### WHAT YOU ARE ASKED TO DO:
Rewrite the records starting at the line containing "I would be grateful if you could tag the blurred" and ending with the last line of the records, keeping every request unchanged and adding 115 to each x and y value in the pin coordinates. Give only those lines.

### SOURCE DATA:
-------
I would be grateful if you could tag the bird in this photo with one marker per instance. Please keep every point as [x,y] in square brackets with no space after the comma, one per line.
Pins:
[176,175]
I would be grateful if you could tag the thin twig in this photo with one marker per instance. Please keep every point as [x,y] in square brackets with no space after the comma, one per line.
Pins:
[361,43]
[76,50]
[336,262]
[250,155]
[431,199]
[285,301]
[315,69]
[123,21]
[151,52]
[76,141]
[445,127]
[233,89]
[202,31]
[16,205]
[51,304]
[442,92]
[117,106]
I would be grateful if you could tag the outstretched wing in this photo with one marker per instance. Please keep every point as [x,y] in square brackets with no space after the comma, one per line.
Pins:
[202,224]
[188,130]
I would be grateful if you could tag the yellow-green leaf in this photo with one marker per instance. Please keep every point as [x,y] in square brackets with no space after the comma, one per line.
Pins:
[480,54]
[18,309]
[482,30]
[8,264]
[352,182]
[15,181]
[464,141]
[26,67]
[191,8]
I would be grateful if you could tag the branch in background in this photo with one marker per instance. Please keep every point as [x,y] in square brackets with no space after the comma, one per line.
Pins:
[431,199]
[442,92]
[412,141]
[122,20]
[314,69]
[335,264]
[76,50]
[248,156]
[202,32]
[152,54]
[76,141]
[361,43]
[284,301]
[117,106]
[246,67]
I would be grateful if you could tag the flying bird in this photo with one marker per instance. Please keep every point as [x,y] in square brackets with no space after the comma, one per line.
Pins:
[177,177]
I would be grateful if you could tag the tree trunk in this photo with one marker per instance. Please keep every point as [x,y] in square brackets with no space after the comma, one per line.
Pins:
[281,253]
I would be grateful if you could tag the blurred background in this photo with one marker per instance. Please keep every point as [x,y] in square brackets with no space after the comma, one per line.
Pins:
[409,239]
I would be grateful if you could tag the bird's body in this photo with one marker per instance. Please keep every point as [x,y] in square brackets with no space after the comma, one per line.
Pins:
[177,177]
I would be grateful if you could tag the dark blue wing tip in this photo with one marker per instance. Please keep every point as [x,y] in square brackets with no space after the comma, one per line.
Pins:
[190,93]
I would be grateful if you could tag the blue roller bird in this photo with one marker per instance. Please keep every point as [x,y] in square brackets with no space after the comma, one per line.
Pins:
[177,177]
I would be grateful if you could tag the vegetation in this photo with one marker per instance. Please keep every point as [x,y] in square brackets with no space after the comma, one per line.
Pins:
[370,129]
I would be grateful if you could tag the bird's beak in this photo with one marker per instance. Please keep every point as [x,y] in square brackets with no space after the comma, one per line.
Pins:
-------
### CORRECT RESULT:
I would be grateful if you could tag the blurred background in this photo with one marker per instance. Please keep every point as [x,y] in square brackets with no space after the comma, one per line.
Pins:
[524,354]
I would be grateful if you could tag the bird's body in this photo with one marker per instance. Please keep every point as [x,y] in square brackets with no space after the comma, one per line.
Pins:
[292,292]
I would be grateful if you could tag the dark blue wing tip in this photo with one marker per instance. Please keep every point as [x,y] in square brackets with no space after the comma, one per line.
Pins:
[305,208]
I would be grateful if you could tag the blue roller bird in this photo with one marker per instance. Please keep every point as [x,y] in square brackets with no space after the comma, one per line.
Pins:
[292,292]
I would be grateful if you could tag the vegetation in this photo with one marker per instance. Please keep every point as [x,y] in square brackets with no space after the comma, one per line.
Pins:
[485,244]
I would be grateful if you could tag the bird's beak in this photo with one marker per instance. Please keep every point as [x,y] in square brackets with no space after the comma, one per line.
Pins:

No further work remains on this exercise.